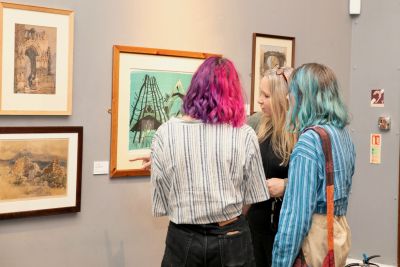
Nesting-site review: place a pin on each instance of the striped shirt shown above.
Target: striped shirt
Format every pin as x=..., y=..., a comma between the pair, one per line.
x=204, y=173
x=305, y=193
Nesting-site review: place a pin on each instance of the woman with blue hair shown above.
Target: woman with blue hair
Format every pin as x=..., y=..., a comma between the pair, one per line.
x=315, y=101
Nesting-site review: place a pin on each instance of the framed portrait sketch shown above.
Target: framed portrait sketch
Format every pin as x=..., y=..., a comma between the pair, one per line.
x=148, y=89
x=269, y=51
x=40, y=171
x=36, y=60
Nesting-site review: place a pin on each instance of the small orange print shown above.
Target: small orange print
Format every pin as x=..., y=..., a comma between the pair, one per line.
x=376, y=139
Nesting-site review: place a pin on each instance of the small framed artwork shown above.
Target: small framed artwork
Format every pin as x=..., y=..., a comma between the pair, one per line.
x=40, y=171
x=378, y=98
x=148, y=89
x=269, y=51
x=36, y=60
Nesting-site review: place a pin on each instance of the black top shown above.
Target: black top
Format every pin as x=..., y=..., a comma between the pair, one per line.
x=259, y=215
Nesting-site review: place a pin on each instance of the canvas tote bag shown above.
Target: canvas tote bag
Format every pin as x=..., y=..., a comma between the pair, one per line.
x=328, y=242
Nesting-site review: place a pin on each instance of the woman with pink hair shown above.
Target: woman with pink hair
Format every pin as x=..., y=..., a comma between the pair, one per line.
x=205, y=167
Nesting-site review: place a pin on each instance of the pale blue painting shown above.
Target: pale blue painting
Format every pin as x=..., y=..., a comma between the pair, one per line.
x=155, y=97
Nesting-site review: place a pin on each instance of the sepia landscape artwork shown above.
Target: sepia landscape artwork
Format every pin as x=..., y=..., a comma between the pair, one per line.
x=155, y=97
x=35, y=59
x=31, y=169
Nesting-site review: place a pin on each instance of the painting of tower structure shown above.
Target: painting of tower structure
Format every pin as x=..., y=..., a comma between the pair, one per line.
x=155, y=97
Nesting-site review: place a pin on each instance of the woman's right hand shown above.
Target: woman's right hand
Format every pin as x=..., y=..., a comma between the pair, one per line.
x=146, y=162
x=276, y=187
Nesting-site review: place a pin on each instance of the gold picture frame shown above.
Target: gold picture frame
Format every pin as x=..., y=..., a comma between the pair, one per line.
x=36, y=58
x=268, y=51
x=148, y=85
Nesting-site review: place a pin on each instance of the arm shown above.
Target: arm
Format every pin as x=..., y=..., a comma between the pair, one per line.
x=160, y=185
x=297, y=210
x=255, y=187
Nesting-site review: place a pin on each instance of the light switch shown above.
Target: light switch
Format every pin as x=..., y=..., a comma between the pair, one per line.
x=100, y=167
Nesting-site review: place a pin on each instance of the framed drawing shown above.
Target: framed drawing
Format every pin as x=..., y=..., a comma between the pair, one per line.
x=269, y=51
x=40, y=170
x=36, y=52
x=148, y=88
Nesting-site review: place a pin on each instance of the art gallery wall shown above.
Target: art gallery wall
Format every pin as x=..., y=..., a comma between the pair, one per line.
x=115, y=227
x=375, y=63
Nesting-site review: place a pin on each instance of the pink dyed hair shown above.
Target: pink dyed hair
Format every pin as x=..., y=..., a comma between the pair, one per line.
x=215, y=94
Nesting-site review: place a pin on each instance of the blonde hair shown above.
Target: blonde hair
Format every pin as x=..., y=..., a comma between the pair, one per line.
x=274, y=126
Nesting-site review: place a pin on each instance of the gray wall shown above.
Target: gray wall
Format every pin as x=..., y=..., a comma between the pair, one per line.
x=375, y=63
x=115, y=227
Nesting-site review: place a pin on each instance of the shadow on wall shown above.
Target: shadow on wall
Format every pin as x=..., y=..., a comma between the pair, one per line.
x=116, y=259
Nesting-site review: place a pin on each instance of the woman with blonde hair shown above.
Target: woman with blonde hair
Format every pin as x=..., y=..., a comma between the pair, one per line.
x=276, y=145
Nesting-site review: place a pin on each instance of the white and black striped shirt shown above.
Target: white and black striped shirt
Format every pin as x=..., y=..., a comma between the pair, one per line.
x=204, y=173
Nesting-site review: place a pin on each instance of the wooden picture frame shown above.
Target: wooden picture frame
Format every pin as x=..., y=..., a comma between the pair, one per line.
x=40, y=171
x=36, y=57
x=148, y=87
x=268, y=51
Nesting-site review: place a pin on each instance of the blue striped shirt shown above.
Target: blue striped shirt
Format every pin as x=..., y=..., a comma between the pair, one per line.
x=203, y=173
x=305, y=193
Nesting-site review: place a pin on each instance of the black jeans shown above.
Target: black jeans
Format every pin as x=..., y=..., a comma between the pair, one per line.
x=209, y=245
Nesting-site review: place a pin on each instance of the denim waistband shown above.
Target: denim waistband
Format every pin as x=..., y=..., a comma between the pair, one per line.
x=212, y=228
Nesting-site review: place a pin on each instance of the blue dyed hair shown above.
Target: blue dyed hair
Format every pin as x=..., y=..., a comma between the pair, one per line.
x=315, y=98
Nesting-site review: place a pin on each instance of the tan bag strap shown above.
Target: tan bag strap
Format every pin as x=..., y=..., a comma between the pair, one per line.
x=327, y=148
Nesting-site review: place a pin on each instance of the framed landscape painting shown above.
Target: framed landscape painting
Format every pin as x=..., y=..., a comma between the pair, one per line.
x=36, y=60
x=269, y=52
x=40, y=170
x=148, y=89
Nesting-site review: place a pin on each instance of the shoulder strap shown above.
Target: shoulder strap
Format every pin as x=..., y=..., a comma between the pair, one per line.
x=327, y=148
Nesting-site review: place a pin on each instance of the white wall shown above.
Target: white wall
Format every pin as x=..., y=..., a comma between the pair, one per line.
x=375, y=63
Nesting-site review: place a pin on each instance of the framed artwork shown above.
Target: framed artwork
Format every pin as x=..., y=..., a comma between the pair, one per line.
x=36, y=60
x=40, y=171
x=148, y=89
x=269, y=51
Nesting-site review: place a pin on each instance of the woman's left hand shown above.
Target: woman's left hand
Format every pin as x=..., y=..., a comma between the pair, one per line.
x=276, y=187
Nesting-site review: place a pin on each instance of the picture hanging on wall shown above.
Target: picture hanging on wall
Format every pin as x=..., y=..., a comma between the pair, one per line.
★ ★ ★ ★ ★
◆ **WORK TO COMPLETE**: Write out each line exactly, beginning at the one with "Nesting-site review: place a pin on each instance of the picture" and ending at the final line of the records above, with nothing added.

◆ **SOLUTION TO THE PROBLEM**:
Nesting-site review: place a pin on each instance of the picture hanging on wall shown above.
Target: picture hanging on wall
Format every pin as x=..., y=..., a comma between the pair, one per line.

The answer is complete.